=== Data supplied ===

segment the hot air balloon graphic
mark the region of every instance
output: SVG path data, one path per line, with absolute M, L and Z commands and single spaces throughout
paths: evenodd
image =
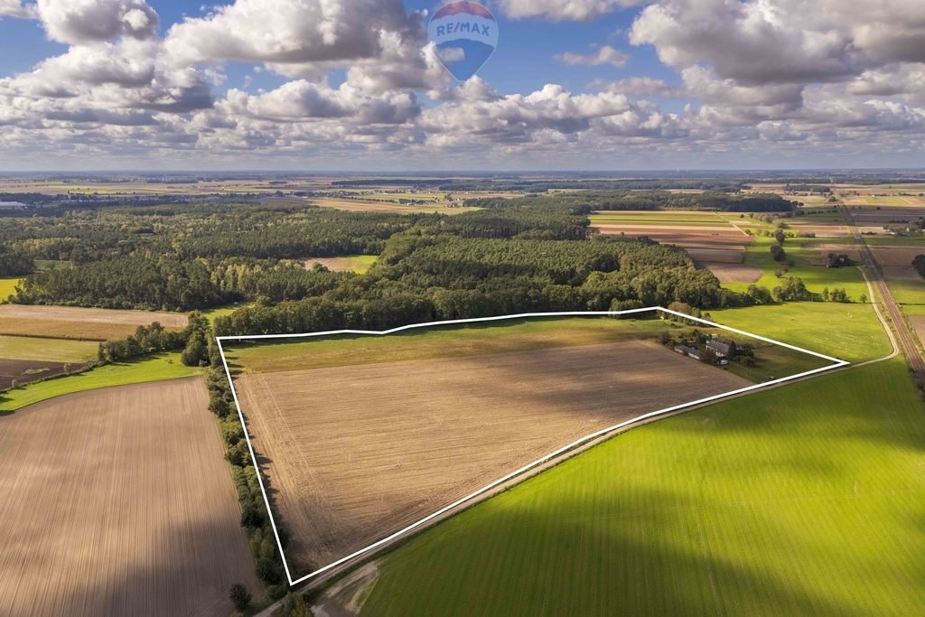
M 465 81 L 498 47 L 498 21 L 477 2 L 450 2 L 440 6 L 427 25 L 437 55 L 453 77 Z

===

### What you need to do
Rewrite these lines with "hot air balloon" swapped for "kite" and nothing else changed, leaving the pictures out.

### Answer to this task
segment the kite graphic
mark the region of every instance
output: SVG path data, one path per line, with absolute M, L and Z commands and single spaces throughout
paths: evenodd
image =
M 465 81 L 498 47 L 498 21 L 477 2 L 450 2 L 440 6 L 427 25 L 437 55 L 453 77 Z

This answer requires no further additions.